#### Given data
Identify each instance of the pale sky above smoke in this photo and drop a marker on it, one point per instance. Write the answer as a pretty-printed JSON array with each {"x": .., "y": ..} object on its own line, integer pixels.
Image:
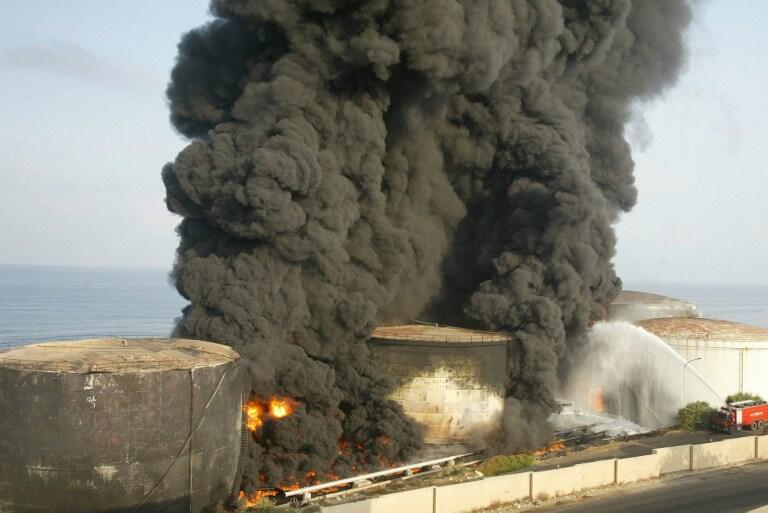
[{"x": 84, "y": 133}]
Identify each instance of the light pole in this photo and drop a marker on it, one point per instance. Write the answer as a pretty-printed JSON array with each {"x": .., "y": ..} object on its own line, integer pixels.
[{"x": 684, "y": 366}]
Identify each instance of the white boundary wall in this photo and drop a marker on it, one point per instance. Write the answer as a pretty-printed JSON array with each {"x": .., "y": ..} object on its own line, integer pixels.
[
  {"x": 724, "y": 452},
  {"x": 482, "y": 493},
  {"x": 488, "y": 492},
  {"x": 674, "y": 459}
]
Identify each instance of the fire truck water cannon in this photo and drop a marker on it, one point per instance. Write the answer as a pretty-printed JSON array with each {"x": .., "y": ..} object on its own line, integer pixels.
[{"x": 741, "y": 415}]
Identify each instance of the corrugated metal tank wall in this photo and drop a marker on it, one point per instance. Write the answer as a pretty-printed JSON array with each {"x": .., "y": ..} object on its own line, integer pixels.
[
  {"x": 734, "y": 356},
  {"x": 118, "y": 426},
  {"x": 450, "y": 380}
]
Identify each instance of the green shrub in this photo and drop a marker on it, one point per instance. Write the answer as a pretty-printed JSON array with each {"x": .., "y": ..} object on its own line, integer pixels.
[
  {"x": 504, "y": 464},
  {"x": 742, "y": 396},
  {"x": 695, "y": 416}
]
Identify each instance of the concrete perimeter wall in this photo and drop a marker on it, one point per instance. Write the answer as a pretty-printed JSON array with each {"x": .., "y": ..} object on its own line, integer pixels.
[
  {"x": 597, "y": 474},
  {"x": 762, "y": 447},
  {"x": 674, "y": 459},
  {"x": 487, "y": 492},
  {"x": 725, "y": 452},
  {"x": 639, "y": 468},
  {"x": 482, "y": 493}
]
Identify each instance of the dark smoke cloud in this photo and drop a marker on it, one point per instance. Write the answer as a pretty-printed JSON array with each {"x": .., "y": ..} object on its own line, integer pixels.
[{"x": 357, "y": 162}]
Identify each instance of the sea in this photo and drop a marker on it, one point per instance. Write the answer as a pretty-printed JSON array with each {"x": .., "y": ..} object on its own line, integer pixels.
[
  {"x": 40, "y": 303},
  {"x": 51, "y": 303}
]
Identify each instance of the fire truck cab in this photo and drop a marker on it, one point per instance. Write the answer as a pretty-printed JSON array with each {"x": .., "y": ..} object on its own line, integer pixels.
[{"x": 741, "y": 415}]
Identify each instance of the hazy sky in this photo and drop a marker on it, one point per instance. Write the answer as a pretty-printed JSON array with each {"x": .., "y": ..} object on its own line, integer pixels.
[{"x": 84, "y": 133}]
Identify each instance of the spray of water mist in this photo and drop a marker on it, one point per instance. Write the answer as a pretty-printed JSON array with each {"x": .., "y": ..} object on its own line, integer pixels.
[{"x": 640, "y": 376}]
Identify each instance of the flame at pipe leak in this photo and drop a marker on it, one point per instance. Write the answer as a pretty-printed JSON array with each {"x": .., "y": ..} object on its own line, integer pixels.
[{"x": 352, "y": 164}]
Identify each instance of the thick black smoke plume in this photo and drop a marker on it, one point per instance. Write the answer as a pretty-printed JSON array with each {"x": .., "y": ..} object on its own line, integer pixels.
[{"x": 357, "y": 162}]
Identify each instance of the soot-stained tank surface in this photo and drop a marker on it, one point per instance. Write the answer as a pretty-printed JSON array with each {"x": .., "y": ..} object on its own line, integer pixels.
[
  {"x": 119, "y": 425},
  {"x": 450, "y": 380}
]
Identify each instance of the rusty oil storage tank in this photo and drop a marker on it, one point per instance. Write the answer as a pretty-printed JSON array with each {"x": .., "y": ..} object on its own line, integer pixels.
[
  {"x": 451, "y": 380},
  {"x": 734, "y": 356},
  {"x": 119, "y": 425}
]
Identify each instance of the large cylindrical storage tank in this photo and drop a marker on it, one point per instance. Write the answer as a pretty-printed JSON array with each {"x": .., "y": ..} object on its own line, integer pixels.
[
  {"x": 633, "y": 306},
  {"x": 734, "y": 356},
  {"x": 118, "y": 425},
  {"x": 451, "y": 380}
]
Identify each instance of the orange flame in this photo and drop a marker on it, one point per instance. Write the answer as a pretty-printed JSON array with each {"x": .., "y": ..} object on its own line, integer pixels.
[
  {"x": 596, "y": 400},
  {"x": 256, "y": 410},
  {"x": 279, "y": 408}
]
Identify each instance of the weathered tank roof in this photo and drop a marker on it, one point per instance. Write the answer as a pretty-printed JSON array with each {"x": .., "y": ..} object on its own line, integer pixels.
[
  {"x": 436, "y": 333},
  {"x": 709, "y": 329},
  {"x": 117, "y": 355},
  {"x": 634, "y": 297}
]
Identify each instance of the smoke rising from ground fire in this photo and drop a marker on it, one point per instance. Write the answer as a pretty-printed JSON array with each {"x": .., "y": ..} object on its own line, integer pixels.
[{"x": 374, "y": 161}]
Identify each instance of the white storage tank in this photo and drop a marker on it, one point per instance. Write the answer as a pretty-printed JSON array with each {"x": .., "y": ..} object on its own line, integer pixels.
[
  {"x": 734, "y": 356},
  {"x": 450, "y": 380},
  {"x": 633, "y": 306}
]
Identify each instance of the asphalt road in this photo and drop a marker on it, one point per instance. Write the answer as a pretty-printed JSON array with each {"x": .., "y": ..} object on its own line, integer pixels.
[{"x": 733, "y": 490}]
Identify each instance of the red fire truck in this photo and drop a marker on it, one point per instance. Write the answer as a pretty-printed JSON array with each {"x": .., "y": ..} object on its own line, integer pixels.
[{"x": 741, "y": 415}]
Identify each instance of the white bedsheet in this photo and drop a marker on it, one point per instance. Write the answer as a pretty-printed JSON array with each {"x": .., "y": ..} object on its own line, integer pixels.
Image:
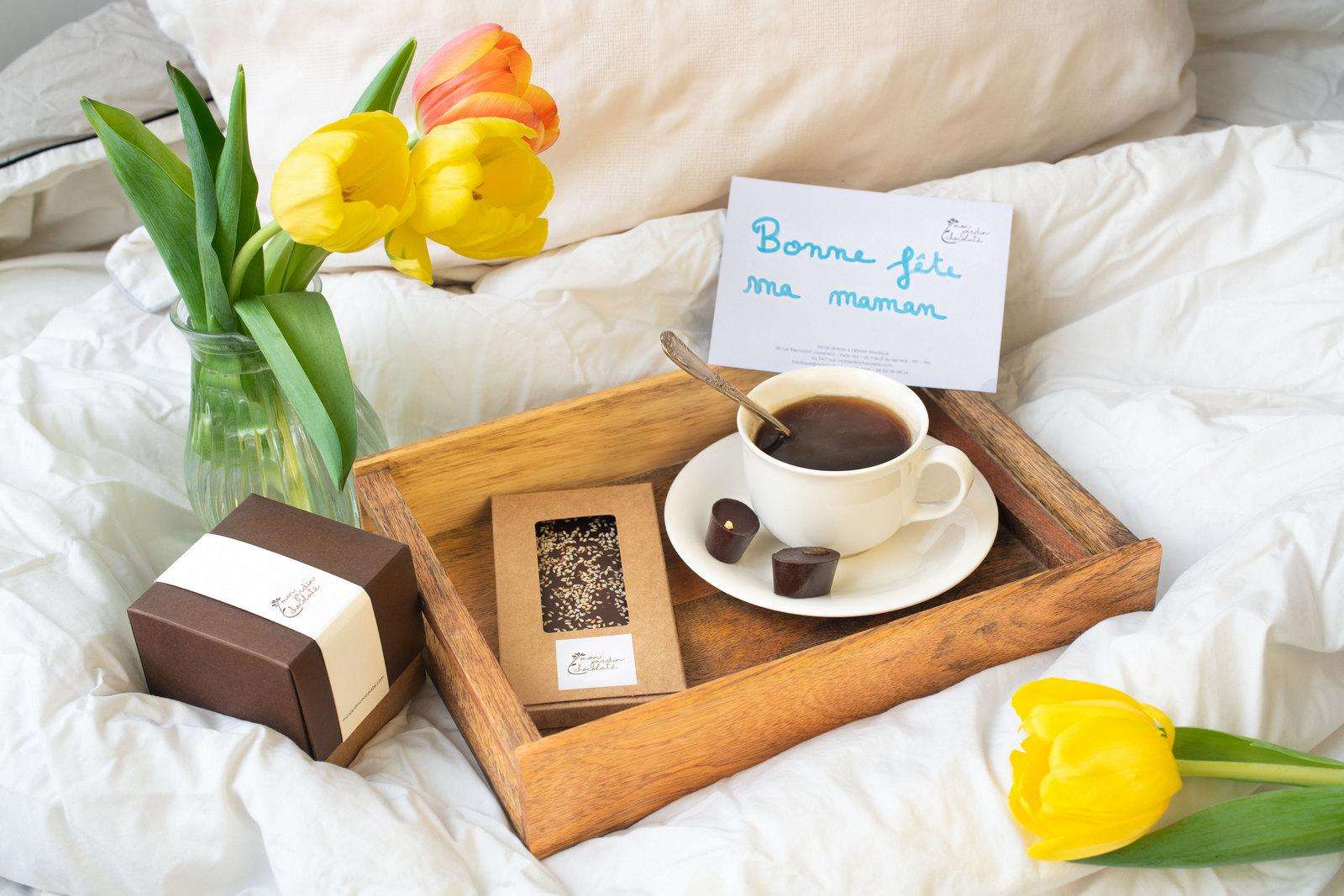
[{"x": 1175, "y": 320}]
########
Exercise
Copy the material shown above in full and exactly. Skip the pictures.

Output below
Identify each instance of the pale sky above smoke in this photo and drop a marker on it, one point per instance. Write the answer as a pretty-printed JSON array with each {"x": .., "y": ..} object on its own line, integer pixels.
Image:
[{"x": 84, "y": 133}]
Identify each instance of the light pole in this photo and drop a marker on it, one point per instance. Write the answer as a pretty-printed JSON array with each {"x": .., "y": ..} object on its own line, integer pixels.
[{"x": 684, "y": 366}]
Identify each instance of the white boundary wall in this photo and drop a marker on it, one point per instance. Write the answer as a pretty-printed JSON array with each {"x": .., "y": ..} object on its own line, integer pixels.
[
  {"x": 724, "y": 452},
  {"x": 482, "y": 493},
  {"x": 488, "y": 492},
  {"x": 674, "y": 459}
]
Identify each instance of the fire truck water cannon in this photo and drop a marker on it, one point per instance. Write the answer as a pretty-printed JSON array with each {"x": .., "y": ..} object on its own line, integer pixels.
[{"x": 741, "y": 415}]
Identify each instance of the corrugated metal tank wall in this photo and drop a marker on it, one point per instance. Write the answer as a pretty-printed JSON array with each {"x": .., "y": ..} object on its own line, integer pixels.
[
  {"x": 734, "y": 356},
  {"x": 118, "y": 426},
  {"x": 450, "y": 380}
]
Identify each instance of the green shrub in this photo and drop a marker on it, one point per instance. Write the answer as a pretty-printed JSON array with each {"x": .., "y": ..} object on its own line, integer pixels.
[
  {"x": 504, "y": 464},
  {"x": 742, "y": 396},
  {"x": 695, "y": 416}
]
Identify each instance of the concrete perimeter wall in this photo and drop a marker on it, one point per instance. Write the answer as a pretty-printed JSON array with each {"x": .., "y": ..} object on its own line, integer pixels.
[
  {"x": 597, "y": 474},
  {"x": 762, "y": 447},
  {"x": 674, "y": 459},
  {"x": 487, "y": 492},
  {"x": 725, "y": 452},
  {"x": 639, "y": 468},
  {"x": 482, "y": 493}
]
Identify each instance of the dark smoke cloud in this photo and drop a marker on it, one point per instance. Write the answer as a pretty-printed JSON array with each {"x": .., "y": ..} object on its own line, integer pixels.
[{"x": 357, "y": 162}]
Identify each instance of the sea in this photo and drop a marker on it, one point per instance. Write the answer as a pretty-printed JSON array with each {"x": .., "y": ..} object on its own line, integer pixels.
[
  {"x": 40, "y": 303},
  {"x": 51, "y": 303}
]
Identify each instance of the fire truck cab in this photo and drop a marker on it, one point per instance. Write the answer as a pretty-printed JSON array with each {"x": .., "y": ..} object on its own line, integer pixels.
[{"x": 741, "y": 415}]
Identify each instance of the hazy sky in this photo and drop a marker on it, one point per instance. Write the answer as a pretty-printed JSON array with each {"x": .., "y": ..} object on its own line, integer pixels.
[{"x": 84, "y": 133}]
Identify each instance of the spray of water mist in this photo and drop a marker on it, one point per instance. Write the answer as a pretty-printed JSON array with each {"x": .., "y": ..} object on its own line, integer pixels.
[{"x": 640, "y": 376}]
Identify each instance of the flame at pipe leak in this photo and drop a marker on it, one point per instance. Write the answer as a pretty-printed JSON array with each {"x": .., "y": ..} object on its own line, integer pixels.
[{"x": 352, "y": 164}]
Identify each instance of the thick black smoke plume in this photo and drop a marker on it, one point per instance. Write the answer as a pretty-printed JSON array with each {"x": .., "y": ..} object on its own line, integer pixels.
[{"x": 357, "y": 162}]
Identify each instance of the soot-stained tank surface in this photo and drop a marker on it, one point per instance. Write the answer as a pretty-printed JSON array with each {"x": .., "y": ..} object on its own line, integer pixels.
[
  {"x": 119, "y": 425},
  {"x": 450, "y": 380}
]
Identify each instance of the rusty oil storage tank in this photo and drop a marker on it, one point per instance. Write the answer as a pretty-printed JSON array with each {"x": .., "y": ..} object on its own line, integer pixels.
[
  {"x": 451, "y": 380},
  {"x": 734, "y": 356},
  {"x": 119, "y": 425}
]
Identify each instance of the large cylindrical storage tank in this photo and drop a marker on it, one point per instance. Write the answer as a pretty-printed JSON array with each {"x": .., "y": ..} object on its own line, integer pixels.
[
  {"x": 633, "y": 306},
  {"x": 734, "y": 356},
  {"x": 118, "y": 425},
  {"x": 451, "y": 380}
]
Identify each instance of the orange flame in this photo and drop a marker on it, one point per instance. Write the answer as a pretty-printed JSON array with each {"x": .., "y": ..} object on its own line, integer pixels.
[
  {"x": 596, "y": 400},
  {"x": 256, "y": 410},
  {"x": 279, "y": 408}
]
Identify each instance of the weathered tank roof in this photo and drop a marker on it, one point per instance. Write the answer as a pretty-printed JSON array with each {"x": .., "y": ..} object on its own line, integer pixels.
[
  {"x": 436, "y": 333},
  {"x": 709, "y": 329},
  {"x": 117, "y": 355},
  {"x": 634, "y": 297}
]
Identify each instance of the smoke rising from ground fire in this photo and drop a marker on it, one point per instance. Write the answer as a pretty-printed JSON array with each {"x": .., "y": ..} object on its own line, integer pixels.
[{"x": 374, "y": 161}]
Identify each instance of the white storage tank in this photo and drop a marker on it, one point per instance. Write the answer as a pretty-printed JSON array with each {"x": .., "y": ..} object on its own line, integer pixels.
[
  {"x": 734, "y": 356},
  {"x": 450, "y": 380},
  {"x": 633, "y": 306}
]
Identify each instance of the asphalt road in this photo and drop a marker on it, one point per instance. Write the answer as a pretty-printed JSON array with each {"x": .., "y": ..} object on its own line, integer pixels.
[{"x": 733, "y": 490}]
Identify each instance of the red fire truck in this photo and drop a marker on it, one point per instance. Write the answer as a pretty-printed JSON array with each {"x": .., "y": ..} object on its own line, integer pixels.
[{"x": 741, "y": 415}]
Identify each instance of the white bedsheet in this photo and drop a marker on it, one point per instance. Write the answer as a pretty-printed JSON array with each {"x": .., "y": ..} object on its own line, integer pixels.
Image:
[{"x": 1175, "y": 320}]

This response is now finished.